» **EXERCISE REQUIREMENTS**
Would you reproduce exactly the lines below from the one holding "Draw the outline of every instance of the <item>short" through the one holding "Draw the outline of every instance of the <item>baseball-style", inclusive, and no others?

=== DATA SUPPLIED ===

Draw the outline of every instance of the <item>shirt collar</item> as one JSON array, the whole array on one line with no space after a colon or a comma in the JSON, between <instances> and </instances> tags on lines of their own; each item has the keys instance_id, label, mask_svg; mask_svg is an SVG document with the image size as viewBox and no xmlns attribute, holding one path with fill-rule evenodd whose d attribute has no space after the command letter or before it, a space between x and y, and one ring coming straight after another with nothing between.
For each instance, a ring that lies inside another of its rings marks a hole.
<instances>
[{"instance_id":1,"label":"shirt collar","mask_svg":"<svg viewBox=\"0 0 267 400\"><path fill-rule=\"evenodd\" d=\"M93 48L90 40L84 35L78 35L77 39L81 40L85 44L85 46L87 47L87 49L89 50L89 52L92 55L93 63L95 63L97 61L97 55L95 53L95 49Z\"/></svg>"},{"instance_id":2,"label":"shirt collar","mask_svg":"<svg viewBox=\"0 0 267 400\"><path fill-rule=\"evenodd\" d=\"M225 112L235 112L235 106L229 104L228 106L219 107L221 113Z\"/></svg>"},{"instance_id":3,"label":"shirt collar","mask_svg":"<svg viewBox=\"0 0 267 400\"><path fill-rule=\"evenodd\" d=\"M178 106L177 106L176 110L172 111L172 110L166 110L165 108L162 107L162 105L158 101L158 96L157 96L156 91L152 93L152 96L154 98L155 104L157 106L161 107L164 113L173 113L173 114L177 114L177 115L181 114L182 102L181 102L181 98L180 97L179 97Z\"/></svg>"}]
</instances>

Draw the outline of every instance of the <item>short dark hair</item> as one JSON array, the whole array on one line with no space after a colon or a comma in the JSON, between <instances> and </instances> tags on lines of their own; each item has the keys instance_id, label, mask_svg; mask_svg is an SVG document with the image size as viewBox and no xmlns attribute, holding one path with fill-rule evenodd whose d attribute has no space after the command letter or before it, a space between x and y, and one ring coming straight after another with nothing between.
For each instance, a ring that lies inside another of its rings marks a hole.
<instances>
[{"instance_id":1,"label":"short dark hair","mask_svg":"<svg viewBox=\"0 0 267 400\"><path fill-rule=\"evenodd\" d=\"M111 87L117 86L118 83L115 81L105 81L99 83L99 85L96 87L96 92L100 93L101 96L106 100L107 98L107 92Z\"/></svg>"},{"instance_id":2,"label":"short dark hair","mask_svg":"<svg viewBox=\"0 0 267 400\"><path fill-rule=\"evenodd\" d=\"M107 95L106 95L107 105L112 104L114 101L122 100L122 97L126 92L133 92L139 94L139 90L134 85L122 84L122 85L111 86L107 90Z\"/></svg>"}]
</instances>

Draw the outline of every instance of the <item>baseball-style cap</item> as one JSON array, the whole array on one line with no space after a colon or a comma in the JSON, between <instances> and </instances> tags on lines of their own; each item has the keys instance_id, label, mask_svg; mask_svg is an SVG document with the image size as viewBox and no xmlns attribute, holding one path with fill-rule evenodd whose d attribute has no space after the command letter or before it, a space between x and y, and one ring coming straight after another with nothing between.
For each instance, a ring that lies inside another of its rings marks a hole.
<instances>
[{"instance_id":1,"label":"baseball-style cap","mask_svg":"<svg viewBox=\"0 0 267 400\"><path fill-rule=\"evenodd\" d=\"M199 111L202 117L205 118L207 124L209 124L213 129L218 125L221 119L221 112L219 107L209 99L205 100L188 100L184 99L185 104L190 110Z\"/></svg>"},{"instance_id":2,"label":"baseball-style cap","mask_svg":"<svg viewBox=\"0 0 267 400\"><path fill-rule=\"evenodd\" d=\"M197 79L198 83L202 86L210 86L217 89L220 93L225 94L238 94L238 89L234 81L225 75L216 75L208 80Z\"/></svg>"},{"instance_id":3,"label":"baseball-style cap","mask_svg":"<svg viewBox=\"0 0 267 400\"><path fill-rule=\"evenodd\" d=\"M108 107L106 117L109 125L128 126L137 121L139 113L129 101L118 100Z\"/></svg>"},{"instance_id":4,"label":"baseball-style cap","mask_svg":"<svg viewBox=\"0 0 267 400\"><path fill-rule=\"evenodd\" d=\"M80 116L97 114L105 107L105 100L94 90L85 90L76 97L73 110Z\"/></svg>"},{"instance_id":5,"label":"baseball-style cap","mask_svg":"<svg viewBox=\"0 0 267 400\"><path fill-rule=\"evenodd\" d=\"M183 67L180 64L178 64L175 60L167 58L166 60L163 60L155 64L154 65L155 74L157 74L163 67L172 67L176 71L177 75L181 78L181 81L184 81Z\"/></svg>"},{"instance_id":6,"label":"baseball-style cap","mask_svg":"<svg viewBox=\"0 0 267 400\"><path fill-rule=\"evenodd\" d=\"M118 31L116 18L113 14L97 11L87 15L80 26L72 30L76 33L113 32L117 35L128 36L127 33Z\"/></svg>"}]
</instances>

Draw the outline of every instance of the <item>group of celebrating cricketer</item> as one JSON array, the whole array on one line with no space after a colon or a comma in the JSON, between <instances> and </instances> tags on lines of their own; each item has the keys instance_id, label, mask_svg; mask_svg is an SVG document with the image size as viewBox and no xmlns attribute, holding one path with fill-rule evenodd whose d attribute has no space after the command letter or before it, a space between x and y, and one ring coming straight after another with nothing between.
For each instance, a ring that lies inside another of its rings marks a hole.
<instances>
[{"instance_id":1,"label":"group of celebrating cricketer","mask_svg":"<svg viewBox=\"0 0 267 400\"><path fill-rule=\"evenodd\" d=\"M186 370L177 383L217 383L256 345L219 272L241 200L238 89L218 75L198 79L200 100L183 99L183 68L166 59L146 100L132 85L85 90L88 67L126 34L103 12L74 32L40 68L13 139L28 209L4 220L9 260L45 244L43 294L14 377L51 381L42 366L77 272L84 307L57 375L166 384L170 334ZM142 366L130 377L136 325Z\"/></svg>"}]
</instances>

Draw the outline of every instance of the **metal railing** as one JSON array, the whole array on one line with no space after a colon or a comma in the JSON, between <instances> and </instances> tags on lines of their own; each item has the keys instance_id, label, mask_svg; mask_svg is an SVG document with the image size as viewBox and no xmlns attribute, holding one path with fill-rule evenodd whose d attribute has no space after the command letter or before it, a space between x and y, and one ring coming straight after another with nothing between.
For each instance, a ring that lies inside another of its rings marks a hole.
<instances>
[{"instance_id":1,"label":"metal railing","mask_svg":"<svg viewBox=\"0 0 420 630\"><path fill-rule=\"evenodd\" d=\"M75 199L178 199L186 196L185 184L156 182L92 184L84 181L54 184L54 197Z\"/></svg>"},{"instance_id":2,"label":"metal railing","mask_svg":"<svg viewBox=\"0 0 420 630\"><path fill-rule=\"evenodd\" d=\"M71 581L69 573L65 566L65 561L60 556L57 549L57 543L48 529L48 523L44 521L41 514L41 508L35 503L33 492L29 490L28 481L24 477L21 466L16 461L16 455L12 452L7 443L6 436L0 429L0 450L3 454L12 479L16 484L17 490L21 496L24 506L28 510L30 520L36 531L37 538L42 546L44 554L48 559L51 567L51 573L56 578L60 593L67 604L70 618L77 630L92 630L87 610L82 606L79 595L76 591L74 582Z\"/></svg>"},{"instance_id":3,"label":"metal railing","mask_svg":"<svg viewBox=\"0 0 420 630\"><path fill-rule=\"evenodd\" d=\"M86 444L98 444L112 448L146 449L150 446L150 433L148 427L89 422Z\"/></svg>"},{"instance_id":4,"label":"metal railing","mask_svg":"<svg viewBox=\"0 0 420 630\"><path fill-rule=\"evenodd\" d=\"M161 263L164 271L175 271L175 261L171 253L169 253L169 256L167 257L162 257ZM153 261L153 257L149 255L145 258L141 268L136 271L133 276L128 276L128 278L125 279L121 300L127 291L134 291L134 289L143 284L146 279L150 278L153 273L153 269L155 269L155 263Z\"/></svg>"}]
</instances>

===

» **RESPONSE FOR THIS EXERCISE**
Draw the outline of every instance of the <item>short dark hair</item> as one JSON array, the whole array on one line with no space after a colon or a comma in the JSON, between <instances> and </instances> tags on lines of their own; each item has the keys instance_id, label, mask_svg; mask_svg is an SVG document with the image size as viewBox and no xmlns attribute, holding one path with fill-rule evenodd whose d attribute has no space after the command letter or before it, a space between x and y, and one ring coming straight after another with nothing between.
For each instance, a ring that lies inside another of its rings marks a hole.
<instances>
[{"instance_id":1,"label":"short dark hair","mask_svg":"<svg viewBox=\"0 0 267 400\"><path fill-rule=\"evenodd\" d=\"M111 87L117 86L118 83L115 81L105 81L99 83L99 85L96 87L96 92L100 93L101 96L106 100L107 98L107 92Z\"/></svg>"},{"instance_id":2,"label":"short dark hair","mask_svg":"<svg viewBox=\"0 0 267 400\"><path fill-rule=\"evenodd\" d=\"M107 95L106 95L107 105L112 104L114 101L122 100L122 97L126 92L133 92L139 94L139 90L134 85L122 84L122 85L111 86L107 90Z\"/></svg>"}]
</instances>

Draw the outline of every instance of the <item>baseball-style cap</item> as one JSON array, the whole array on one line with no space after a colon or a comma in the JSON, between <instances> and </instances> tags on lines of their own; each item has the keys instance_id, label, mask_svg; mask_svg is an SVG document with the image size as viewBox and no xmlns attribute, holding one path with fill-rule evenodd whose d attribute has no space after the command letter or before it, a space between x and y, and one ring coming straight after another with nothing between.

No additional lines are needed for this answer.